(Beginning of Data shown)

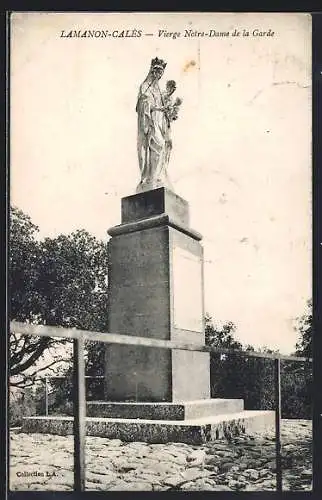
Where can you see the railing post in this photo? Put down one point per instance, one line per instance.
(278, 415)
(79, 415)
(46, 396)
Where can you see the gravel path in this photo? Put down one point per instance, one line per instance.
(45, 462)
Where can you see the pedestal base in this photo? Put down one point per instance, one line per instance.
(165, 411)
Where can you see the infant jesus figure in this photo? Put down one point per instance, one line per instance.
(171, 109)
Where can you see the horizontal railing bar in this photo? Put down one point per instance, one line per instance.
(115, 338)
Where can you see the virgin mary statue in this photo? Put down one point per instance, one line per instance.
(153, 131)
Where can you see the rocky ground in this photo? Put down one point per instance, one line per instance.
(45, 462)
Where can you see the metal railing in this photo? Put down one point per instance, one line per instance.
(79, 407)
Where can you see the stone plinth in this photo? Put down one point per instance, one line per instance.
(156, 291)
(165, 411)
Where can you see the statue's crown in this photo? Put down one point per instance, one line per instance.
(158, 63)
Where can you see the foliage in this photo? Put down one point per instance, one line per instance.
(59, 281)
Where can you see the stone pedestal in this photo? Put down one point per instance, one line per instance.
(156, 291)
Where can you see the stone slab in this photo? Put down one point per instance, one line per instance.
(164, 411)
(195, 431)
(155, 202)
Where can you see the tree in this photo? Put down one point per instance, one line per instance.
(59, 281)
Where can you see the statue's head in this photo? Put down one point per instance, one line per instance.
(157, 68)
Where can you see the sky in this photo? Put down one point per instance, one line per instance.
(241, 146)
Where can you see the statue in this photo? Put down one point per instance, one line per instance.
(156, 110)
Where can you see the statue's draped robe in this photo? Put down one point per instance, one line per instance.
(152, 134)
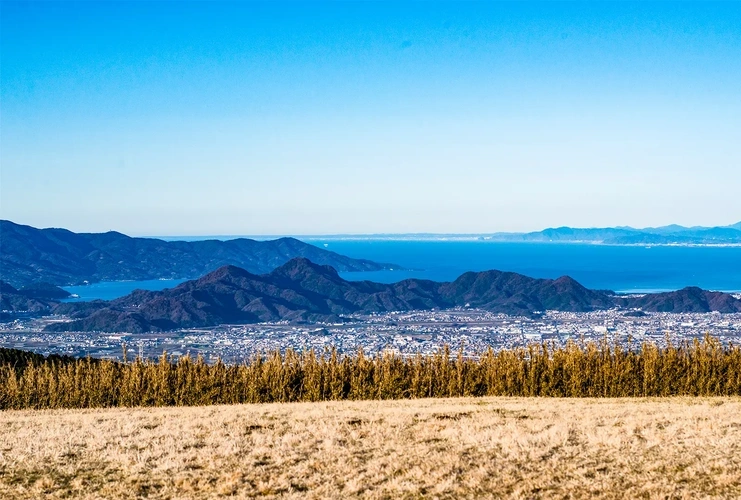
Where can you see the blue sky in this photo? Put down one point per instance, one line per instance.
(300, 118)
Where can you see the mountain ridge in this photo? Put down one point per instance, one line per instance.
(62, 257)
(301, 290)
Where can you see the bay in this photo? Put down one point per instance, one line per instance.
(605, 267)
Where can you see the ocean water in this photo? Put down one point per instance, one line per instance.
(605, 267)
(618, 268)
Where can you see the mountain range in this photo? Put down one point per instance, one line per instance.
(622, 235)
(301, 290)
(61, 257)
(665, 235)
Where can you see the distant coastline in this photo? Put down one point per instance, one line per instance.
(673, 235)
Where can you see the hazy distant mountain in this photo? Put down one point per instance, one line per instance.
(61, 257)
(303, 291)
(666, 235)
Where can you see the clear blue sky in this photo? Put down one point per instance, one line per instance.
(298, 118)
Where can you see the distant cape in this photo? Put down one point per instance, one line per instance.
(665, 235)
(301, 290)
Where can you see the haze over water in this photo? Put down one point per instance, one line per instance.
(618, 268)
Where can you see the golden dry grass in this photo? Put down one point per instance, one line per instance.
(436, 448)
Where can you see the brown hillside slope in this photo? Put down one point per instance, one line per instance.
(438, 448)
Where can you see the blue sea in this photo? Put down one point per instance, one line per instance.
(618, 268)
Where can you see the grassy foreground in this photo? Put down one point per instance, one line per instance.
(437, 448)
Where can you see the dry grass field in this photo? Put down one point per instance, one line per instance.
(434, 448)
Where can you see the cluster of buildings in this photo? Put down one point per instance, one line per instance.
(403, 333)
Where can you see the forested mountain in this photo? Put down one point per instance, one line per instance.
(61, 257)
(303, 291)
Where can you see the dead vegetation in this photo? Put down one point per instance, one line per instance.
(436, 448)
(705, 368)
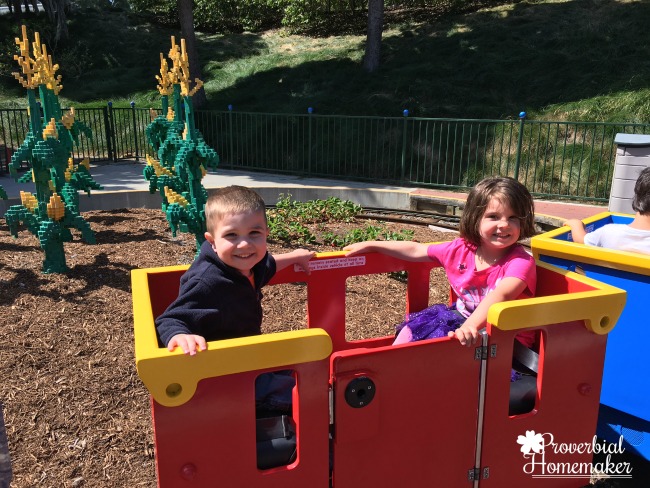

(End of Data shown)

• How to complete this task
Would you copy out every line of the data above exactly, minus the pictures?

• Written solution
Where can you see the railing post in this photo? Put down one point per instance, one line per instance.
(278, 415)
(79, 415)
(46, 396)
Where can you see the gravel path in this photo? Put down one point per instance, one line per instance.
(45, 462)
Where can you see the pedestal base in this photo? Put down one point per instance, one line per instance.
(165, 411)
Where can you see the infant jesus figure in this photo? Put down one point per instance, one line per instance.
(171, 109)
Where can you see the horizontal railing bar in this photo? Put down one point per instance, one line per instance.
(115, 338)
Where can you see the virgin mary statue in this photo? Put down one point per instance, one line per instance.
(153, 131)
Where can you see the rocky ground in this photo? Put down one point per instance, one line per instance.
(45, 462)
Where can you see the metal railing in this photo? Put down one point per instance, one line per instance.
(79, 407)
Where can you see the stone plinth in this photo? Put down one point per instance, one line per instance.
(156, 291)
(165, 411)
Where can you see the statue's crown in this photo? Put down one point per instance, one line per instance.
(158, 63)
Where can you see the foliage in this photo? Put down one point per instance, one line per instance.
(59, 281)
Where can you see the stone pedestal in this photo? Put down one point per instance, one line per instance.
(156, 291)
Where can you see the stone slab in this photo? Put down one point per instance, one line per instance.
(164, 411)
(195, 431)
(155, 202)
Where can you see the tree in this photo? Put down one point per instance, one line per instance.
(59, 281)
Where can you see the statue's head in this photo? Put down one point per instance, one line per instance.
(157, 68)
Where can you see the sky in this photo? Put down one point per instance, one line per instance.
(241, 146)
Where can you see the statue in this photo? Put down one point per instance, one line per instance.
(156, 110)
Where can you see the statue's draped robe in this photo? Put down one point per instance, one line per instance.
(152, 134)
Where can you see the blue sky in this photo? Put down one point per instance, one line per instance.
(300, 118)
Where can you see the mountain ridge in this photo? Put down one point per instance, one line per instance.
(62, 257)
(301, 290)
Where can you see the bay in this photo? Put down one point per instance, one line per instance.
(605, 267)
Where can you see the ocean water in this photo? Put down one point per instance, one line per instance.
(605, 267)
(618, 268)
Where can you see the mountain range in this photo? Put down one point per instance, one line per instance.
(622, 235)
(301, 290)
(61, 257)
(665, 235)
Where can you see the distant coastline in this photo? Put down one point per instance, one line per instance.
(673, 235)
Where can you see the hazy distant mountain in this photo? Put down one point per instance, one line per instance.
(61, 257)
(303, 291)
(666, 235)
Where can you see the clear blue sky in this photo? Put down one point per instance, one line per instance.
(298, 118)
Where can you see the distant cape in this photo? Put down one point per instance, one line per instance.
(665, 235)
(301, 290)
Where can you see the haze over water in this photo? Put down one point per instance, one line per instance.
(618, 268)
Where can you see the golden dry grass in this photo? Put down one point per instance, one line per instance.
(436, 448)
Where can you see the brown hillside slope in this photo? Put down one point per instance, one line per instance.
(438, 448)
Where can you see the blue sea in this photo? Put down one point per instance, one line per instance.
(618, 268)
Where can you see the grassy foreground in this photo? Put down one point per instance, one line per instance.
(437, 448)
Where can you see the dry grass field in this photo? Put down one point per instance, one line per instance.
(434, 448)
Where can you see the cluster of buildings in this photo? Put down one point per instance, one line per instance.
(403, 333)
Where can you see the forested mountain in this photo? Put down one point per instance, one line per instance.
(61, 257)
(303, 291)
Where can you see the dead vegetation in this photo? Put down one point per instance, one line per instance.
(436, 448)
(705, 368)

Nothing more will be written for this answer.